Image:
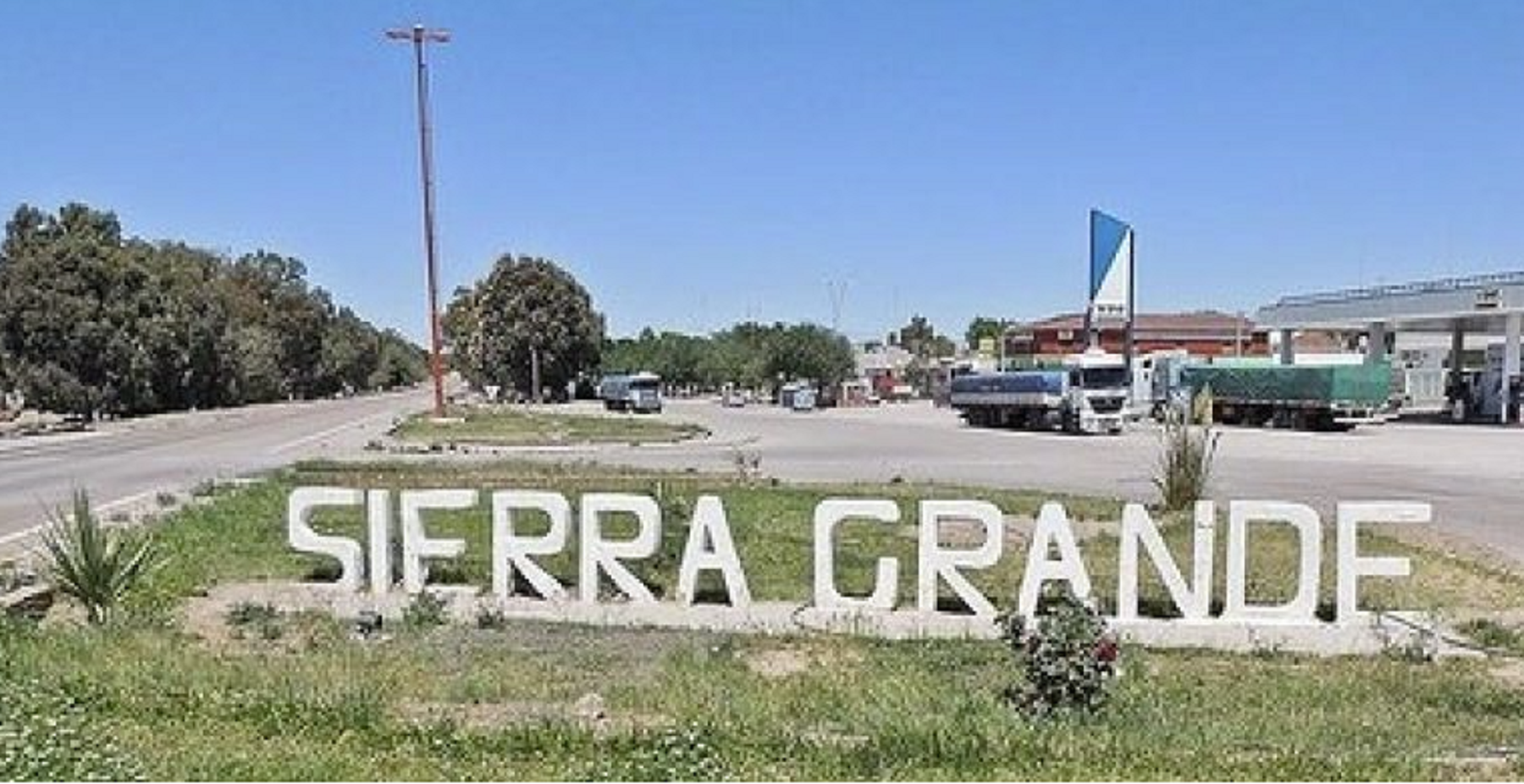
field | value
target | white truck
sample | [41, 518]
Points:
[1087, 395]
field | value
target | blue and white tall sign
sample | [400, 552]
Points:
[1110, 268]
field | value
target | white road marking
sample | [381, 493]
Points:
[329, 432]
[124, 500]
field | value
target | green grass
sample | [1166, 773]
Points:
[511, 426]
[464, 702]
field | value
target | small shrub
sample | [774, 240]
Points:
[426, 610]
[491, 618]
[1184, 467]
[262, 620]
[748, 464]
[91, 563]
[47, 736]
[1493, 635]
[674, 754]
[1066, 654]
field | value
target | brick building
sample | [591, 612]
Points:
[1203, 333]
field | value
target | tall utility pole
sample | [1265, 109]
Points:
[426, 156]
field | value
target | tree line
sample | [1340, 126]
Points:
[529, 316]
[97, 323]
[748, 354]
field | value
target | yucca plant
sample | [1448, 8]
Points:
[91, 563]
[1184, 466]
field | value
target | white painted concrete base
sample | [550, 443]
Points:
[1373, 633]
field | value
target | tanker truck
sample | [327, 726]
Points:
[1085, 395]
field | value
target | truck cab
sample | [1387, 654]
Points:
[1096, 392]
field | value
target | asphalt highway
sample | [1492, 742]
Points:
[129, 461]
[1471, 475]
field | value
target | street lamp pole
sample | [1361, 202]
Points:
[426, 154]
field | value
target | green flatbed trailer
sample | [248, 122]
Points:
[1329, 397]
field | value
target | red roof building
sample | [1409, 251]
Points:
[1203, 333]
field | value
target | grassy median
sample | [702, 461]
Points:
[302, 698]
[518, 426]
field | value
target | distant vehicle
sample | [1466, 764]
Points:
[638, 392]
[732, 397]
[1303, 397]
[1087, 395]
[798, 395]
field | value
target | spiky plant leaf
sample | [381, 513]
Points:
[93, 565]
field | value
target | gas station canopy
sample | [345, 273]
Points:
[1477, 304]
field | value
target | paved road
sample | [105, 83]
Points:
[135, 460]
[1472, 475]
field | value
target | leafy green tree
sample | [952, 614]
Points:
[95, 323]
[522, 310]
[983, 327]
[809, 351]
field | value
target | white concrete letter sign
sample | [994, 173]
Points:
※ ※ ※
* [Problem details]: Write out nothing but the lines from the start of the data through the line with "sample | [248, 122]". Leave out the pictures.

* [Solution for this task]:
Image:
field | value
target | white truck
sample | [41, 518]
Points:
[1087, 395]
field | value
target | blue and white tall sign
sample | [400, 552]
Points:
[1110, 268]
field | value
target | white road marking
sample | [381, 493]
Points:
[329, 432]
[124, 500]
field | value
target | green grass
sample | [1166, 773]
Points:
[511, 426]
[464, 702]
field | value
target | small shrub
sample | [774, 240]
Points:
[426, 610]
[491, 618]
[1184, 467]
[262, 620]
[748, 464]
[91, 563]
[47, 736]
[1493, 635]
[674, 754]
[1066, 654]
field | value
target | brick building
sample | [591, 612]
Points:
[1203, 333]
field | value
target | tall utility pole
sample | [1265, 109]
Points:
[426, 156]
field | value
target | tree line
sample | [1340, 126]
Points:
[529, 316]
[97, 323]
[748, 354]
field | value
target | yucca plant
sample | [1448, 8]
Points:
[91, 563]
[1184, 466]
field | value
target | white painted concrete base
sample | [550, 443]
Points:
[1373, 633]
field | value
target | tanker truck
sample | [327, 726]
Points:
[1085, 395]
field | value
target | truck cab
sample | [1387, 654]
Points:
[1096, 392]
field | value
target | asphalt highway
sample | [1492, 742]
Points:
[129, 461]
[1471, 475]
field | value
target | street lamp pole
sample | [1361, 202]
Points:
[426, 154]
field | value
target | green flatbed trailer
sample | [248, 122]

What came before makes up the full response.